[Set problem] Which lines in the entries below contain the string "boot"? Collect every such line and copy it out.

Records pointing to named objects
══════════

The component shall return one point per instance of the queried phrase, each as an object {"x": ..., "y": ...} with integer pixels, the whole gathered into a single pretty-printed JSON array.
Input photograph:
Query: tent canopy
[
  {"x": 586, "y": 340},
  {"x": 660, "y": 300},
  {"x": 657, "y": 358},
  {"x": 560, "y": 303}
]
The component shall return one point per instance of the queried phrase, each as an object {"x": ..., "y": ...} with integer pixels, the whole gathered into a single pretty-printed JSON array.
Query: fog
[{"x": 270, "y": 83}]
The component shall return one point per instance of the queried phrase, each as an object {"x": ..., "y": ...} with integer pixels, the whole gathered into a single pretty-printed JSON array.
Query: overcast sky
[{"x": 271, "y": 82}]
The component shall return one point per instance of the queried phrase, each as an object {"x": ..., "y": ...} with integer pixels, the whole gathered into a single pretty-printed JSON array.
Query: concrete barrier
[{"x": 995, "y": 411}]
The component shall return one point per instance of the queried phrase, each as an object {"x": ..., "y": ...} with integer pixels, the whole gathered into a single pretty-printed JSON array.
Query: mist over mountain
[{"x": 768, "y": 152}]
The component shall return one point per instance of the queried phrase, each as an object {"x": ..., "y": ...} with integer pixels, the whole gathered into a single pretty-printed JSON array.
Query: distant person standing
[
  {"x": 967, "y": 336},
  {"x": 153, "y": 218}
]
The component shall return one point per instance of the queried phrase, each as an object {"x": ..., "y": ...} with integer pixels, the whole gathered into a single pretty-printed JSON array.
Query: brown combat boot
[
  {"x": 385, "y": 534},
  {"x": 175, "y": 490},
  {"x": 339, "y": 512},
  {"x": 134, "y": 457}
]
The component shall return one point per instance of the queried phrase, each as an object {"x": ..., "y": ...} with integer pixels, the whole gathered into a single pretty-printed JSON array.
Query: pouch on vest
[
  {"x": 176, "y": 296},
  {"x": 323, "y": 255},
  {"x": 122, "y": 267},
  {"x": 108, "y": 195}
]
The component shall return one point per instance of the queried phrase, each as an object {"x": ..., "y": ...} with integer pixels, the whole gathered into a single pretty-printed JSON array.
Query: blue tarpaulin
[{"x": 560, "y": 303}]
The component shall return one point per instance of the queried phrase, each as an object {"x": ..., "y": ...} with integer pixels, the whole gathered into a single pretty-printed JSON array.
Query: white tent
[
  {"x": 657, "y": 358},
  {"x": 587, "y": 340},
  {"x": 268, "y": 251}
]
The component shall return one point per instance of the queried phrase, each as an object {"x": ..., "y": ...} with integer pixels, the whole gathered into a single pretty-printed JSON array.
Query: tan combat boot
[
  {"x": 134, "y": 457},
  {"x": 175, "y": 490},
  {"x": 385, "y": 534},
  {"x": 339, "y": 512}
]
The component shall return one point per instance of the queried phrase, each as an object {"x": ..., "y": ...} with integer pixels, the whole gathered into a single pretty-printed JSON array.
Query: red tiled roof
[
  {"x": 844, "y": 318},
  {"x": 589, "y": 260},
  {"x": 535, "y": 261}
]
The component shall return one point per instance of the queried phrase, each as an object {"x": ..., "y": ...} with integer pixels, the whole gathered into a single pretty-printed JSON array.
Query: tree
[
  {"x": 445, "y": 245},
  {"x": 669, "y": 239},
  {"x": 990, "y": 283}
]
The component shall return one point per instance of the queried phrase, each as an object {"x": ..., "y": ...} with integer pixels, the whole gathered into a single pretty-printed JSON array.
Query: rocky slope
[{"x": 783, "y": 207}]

══════════

[Answer to the exercise]
Query: brown combat boot
Query: tan combat boot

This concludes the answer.